**Prompt a:** Reproduce the passage of the excerpt on companies and partnerships that begins at the words "2. Better Management: The" and ends after the words "other partners’ heads.", putting "Partnership Business" wherever "Partnership Firm" appears.

**Source excerpt:**
- - - - - - -

Advantages and disadvantages of Private Limited Company

Advantages of a Private Limited Company 

  1. Separate Legal Entity: This makes the company a legal person and by that you can avail its benefits like owning property in the name of the company or can even incur debts. The shareholders or debtors of the company will have no liability to the creditors for those debts.
  2. Sue and be Sued: Because the company is a separate legal entity, it has the ability to sue and be sued in its own name. This helps in keeping away the names of members of the company out and the Company fights on its own name.
  3. Limited Liability: The liability of the members of a company is limited to the number of shares that they hold. This helps release the additional burden of carrying the responsibility of all on your own.

Disadvantages of a Private Limited Company 

  1. Restricted Shareholders: In a Private Limited Company setup, the number of investors can not exceed 50 people. So the chances of further growth or expansion cancels out.
  2. Registration Process: The process of registering the Company takes around 10-20 days in total in order to file up all the necessary documents. This makes it a hectic and burdening work.
  3. Division of Ownership: in a Company, there have to be at least two directors and two shareholders, so you have to make every decision with the consent of two individuals and even if the other shareholders holds a negligible amount of shares, there is still a need to have two shareholders.

Advantages and disadvantages of Partnership

Advantages of Partnership 

  1. Easy to Form: Since there is no requirement of registration, this makes it easier to open a Partnership Firm just with the consent and willingness of two or more people. This makes the beginning a smoother process.
  2. Better Management: The partners take interest in day to day business of the Partnership Firm and that helps in a better management of the firm.
  3. Sharing of Risk: In a Partnership Firm, every partner bears the same amount of risk as it is one of the core principles of formation of the firm, this cuts the load off of other partners’ heads.

Disadvantages of Partnership 

  1. Not Being a Legal Entity: A Partnership Firm is not a legal entity, unlike the Company, it does not have a life of its own. When the partners’ separate, it dies.

- - - - - - -

**Prompt b:** Quote the rows below word for word, beginning at the line that has "Each instance of the stack" and stopping after the line that has "113], [239, 117]]".

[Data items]
- - - - - - -

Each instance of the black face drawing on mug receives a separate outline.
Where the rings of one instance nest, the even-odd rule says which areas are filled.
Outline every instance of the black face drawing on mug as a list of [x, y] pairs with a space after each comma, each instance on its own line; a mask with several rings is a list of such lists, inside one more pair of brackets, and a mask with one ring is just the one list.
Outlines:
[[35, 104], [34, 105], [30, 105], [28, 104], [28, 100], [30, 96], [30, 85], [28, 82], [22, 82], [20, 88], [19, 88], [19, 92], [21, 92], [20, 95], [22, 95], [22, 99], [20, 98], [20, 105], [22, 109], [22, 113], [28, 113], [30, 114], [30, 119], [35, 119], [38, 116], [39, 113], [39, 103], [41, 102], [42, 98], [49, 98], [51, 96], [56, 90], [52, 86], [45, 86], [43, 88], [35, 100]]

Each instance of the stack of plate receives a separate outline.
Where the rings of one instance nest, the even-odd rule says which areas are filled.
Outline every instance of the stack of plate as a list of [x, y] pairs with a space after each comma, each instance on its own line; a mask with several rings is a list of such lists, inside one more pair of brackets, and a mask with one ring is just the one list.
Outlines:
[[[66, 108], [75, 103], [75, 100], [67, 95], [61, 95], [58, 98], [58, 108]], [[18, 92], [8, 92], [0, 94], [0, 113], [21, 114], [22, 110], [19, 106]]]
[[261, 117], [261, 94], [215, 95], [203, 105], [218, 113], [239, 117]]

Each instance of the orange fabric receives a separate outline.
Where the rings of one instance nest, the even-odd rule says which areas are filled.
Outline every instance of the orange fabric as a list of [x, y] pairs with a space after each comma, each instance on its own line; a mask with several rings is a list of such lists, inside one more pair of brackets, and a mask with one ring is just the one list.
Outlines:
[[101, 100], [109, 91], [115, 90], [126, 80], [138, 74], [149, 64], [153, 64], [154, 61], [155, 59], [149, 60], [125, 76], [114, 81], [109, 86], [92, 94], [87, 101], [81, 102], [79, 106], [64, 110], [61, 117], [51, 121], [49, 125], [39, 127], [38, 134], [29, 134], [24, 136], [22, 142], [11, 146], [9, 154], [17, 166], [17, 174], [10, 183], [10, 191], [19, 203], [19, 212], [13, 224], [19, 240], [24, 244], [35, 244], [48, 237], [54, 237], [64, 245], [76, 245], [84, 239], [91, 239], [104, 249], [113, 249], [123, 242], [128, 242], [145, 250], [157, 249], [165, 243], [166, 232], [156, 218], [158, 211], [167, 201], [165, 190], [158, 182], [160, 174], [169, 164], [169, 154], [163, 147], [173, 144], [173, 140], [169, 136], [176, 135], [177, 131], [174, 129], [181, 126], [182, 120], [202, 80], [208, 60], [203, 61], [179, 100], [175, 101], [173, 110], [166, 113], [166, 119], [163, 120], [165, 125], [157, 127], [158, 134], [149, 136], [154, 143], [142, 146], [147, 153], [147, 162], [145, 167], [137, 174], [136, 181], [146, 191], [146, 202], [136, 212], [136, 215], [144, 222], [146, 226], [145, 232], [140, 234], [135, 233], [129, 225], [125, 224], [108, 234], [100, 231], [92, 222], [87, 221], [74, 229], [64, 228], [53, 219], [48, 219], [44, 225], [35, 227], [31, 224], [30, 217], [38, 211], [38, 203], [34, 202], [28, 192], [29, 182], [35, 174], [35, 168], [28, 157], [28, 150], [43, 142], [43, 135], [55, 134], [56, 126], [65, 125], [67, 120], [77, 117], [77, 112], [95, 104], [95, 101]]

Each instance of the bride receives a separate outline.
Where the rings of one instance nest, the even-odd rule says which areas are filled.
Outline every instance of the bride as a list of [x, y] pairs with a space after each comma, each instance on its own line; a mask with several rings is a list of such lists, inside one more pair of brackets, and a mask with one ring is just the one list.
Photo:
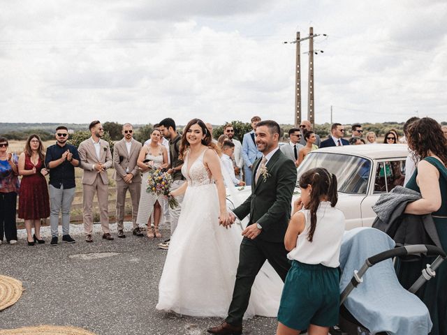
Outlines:
[[[196, 317], [225, 317], [231, 302], [241, 230], [220, 225], [228, 217], [226, 190], [216, 147], [201, 120], [184, 128], [180, 155], [186, 183], [171, 195], [184, 193], [159, 284], [156, 309]], [[276, 316], [282, 281], [269, 269], [252, 289], [246, 318]], [[270, 269], [272, 271], [270, 271]]]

- - - - - - -

**Final answer a:**
2. Better Management: The partners take interest in day to day business of the Partnership Business and that helps in a better management of the firm.
  3. Sharing of Risk: In a Partnership Business, every partner bears the same amount of risk as it is one of the core principles of formation of the firm, this cuts the load off of other partners’ heads.

**Final answer b:**
Each instance of the stack of plate receives a separate outline.
Where the rings of one instance nest, the even-odd rule says which areas are filled.
Outline every instance of the stack of plate as a list of [x, y] pairs with a space after each comma, each instance on its own line; a mask with several rings is a list of such lists, inside one more pair of brackets, and a mask with one ring is just the one list.
Outlines:
[[[66, 108], [75, 103], [75, 100], [67, 95], [61, 95], [58, 98], [58, 108]], [[18, 92], [8, 92], [0, 94], [0, 113], [21, 114], [22, 110], [19, 106]]]
[[261, 117], [261, 94], [215, 95], [203, 105], [218, 113], [239, 117]]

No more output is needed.